== PROBLEM DESCRIPTION ==
Rewrite the entries below with every occurrence of "your assistance would be valued" replaced by "your help would be appreciated" and all other text kept unchanged. Leave the pictures out of your answer.

** start RECORD SET **

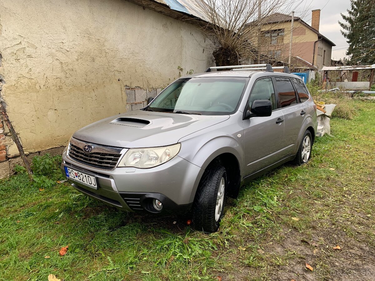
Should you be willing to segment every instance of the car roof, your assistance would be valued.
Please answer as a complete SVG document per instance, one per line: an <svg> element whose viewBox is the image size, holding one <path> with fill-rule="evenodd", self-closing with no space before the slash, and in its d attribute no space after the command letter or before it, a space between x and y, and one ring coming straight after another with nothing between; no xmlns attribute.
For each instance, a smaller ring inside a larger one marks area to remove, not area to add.
<svg viewBox="0 0 375 281"><path fill-rule="evenodd" d="M262 73L264 76L284 76L288 77L293 77L300 79L299 76L289 73L284 73L279 72L271 72L270 71L262 70L226 70L224 71L213 71L210 72L197 73L194 74L184 76L181 78L194 78L204 77L243 77L248 78L255 73Z"/></svg>

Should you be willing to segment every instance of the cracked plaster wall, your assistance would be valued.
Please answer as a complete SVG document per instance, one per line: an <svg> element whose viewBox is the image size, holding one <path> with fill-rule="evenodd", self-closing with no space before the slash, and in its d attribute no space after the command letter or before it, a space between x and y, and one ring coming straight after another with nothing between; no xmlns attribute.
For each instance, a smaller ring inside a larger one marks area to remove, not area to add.
<svg viewBox="0 0 375 281"><path fill-rule="evenodd" d="M129 89L148 96L177 78L179 66L212 64L195 27L124 0L1 3L2 98L28 152L129 110ZM17 153L10 145L8 156Z"/></svg>

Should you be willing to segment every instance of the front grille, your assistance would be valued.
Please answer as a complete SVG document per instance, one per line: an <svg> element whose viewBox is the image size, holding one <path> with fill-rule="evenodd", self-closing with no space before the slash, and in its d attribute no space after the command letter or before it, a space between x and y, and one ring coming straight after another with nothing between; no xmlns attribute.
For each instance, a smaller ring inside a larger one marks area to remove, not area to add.
<svg viewBox="0 0 375 281"><path fill-rule="evenodd" d="M69 157L77 162L104 170L113 170L121 156L120 154L93 152L86 153L82 149L72 143L69 144Z"/></svg>
<svg viewBox="0 0 375 281"><path fill-rule="evenodd" d="M120 195L125 203L133 211L143 209L141 205L141 197L142 194L120 193Z"/></svg>

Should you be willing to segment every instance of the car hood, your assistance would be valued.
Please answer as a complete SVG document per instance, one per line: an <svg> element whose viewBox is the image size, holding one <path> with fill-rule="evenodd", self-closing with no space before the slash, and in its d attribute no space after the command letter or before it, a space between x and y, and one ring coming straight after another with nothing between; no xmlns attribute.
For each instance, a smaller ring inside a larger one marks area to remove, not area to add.
<svg viewBox="0 0 375 281"><path fill-rule="evenodd" d="M227 120L229 115L203 115L130 111L103 119L73 136L88 142L131 148L164 146Z"/></svg>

** end RECORD SET **

== TASK RESULT ==
Should you be willing to segment every instance of the car roof, your help would be appreciated.
Please answer as a complete SVG document per instance, one per line: an <svg> element whose viewBox is the image size, holding one <path> with fill-rule="evenodd", self-closing with no space before the slash, and in its d attribute no space after the command letter or before it, a space between x and y, and one ring coming straight after another with nothing between; no xmlns attribute.
For each instance, a smaller ring inside a larger one marks area to remove, not area to add.
<svg viewBox="0 0 375 281"><path fill-rule="evenodd" d="M262 73L264 76L284 76L288 77L293 77L300 79L299 76L289 73L284 73L279 72L271 72L270 71L262 70L226 70L224 71L213 71L210 72L197 73L194 74L184 76L181 78L194 78L204 77L243 77L248 78L255 73Z"/></svg>

Should you be willing to segment every instance of the cracked plaster wall, your help would be appreciated.
Please answer as a complete SVG document per instance, one per line: an <svg> element whose viewBox is the image size, holding one <path> with fill-rule="evenodd", self-closing with no space before the slash, and in its d attribute no space after the command letter or before it, a space between x and y, and one ring coming straight after another with nothing between; no xmlns attribute.
For each instance, a smaller ring inside a larger one marks area to remove, not area to add.
<svg viewBox="0 0 375 281"><path fill-rule="evenodd" d="M129 89L148 96L177 78L179 66L212 64L195 27L124 0L1 3L2 98L28 152L129 110ZM17 153L10 145L8 156Z"/></svg>

Should you be willing to segment every instance of the front grille, your help would be appreciated.
Please answer as a complete SVG document per instance, one per line: an <svg> element whose viewBox is the image size, holding one <path> with fill-rule="evenodd", self-closing with no space before the slash, and in its d attribute no space after the command letter or before it, a space between x and y, and one ring coming straight after another with nothing between; no xmlns attribute.
For each instance, a smaller ring inside a larger one marks area to remove, not area to add.
<svg viewBox="0 0 375 281"><path fill-rule="evenodd" d="M69 157L77 162L104 170L113 170L121 156L120 154L93 152L86 153L82 149L72 143L69 144Z"/></svg>
<svg viewBox="0 0 375 281"><path fill-rule="evenodd" d="M120 195L125 203L133 211L143 209L141 205L141 197L142 194L120 193Z"/></svg>

Should you be willing to segment every instance of the car hood, your help would be appreciated.
Please answer as a complete SVG document per instance, one per line: an <svg> element whose viewBox is the image size, holding one <path> with fill-rule="evenodd", self-closing with no space before the slash, and in its d attribute no space after the command letter or before it, a space between x and y, and one ring coming straight after another with nothing between; no xmlns attribute.
For each instance, a smaller ring inside a larger one marks area to remove, not area to add.
<svg viewBox="0 0 375 281"><path fill-rule="evenodd" d="M227 120L229 115L203 115L130 111L103 119L73 136L88 142L131 148L164 146Z"/></svg>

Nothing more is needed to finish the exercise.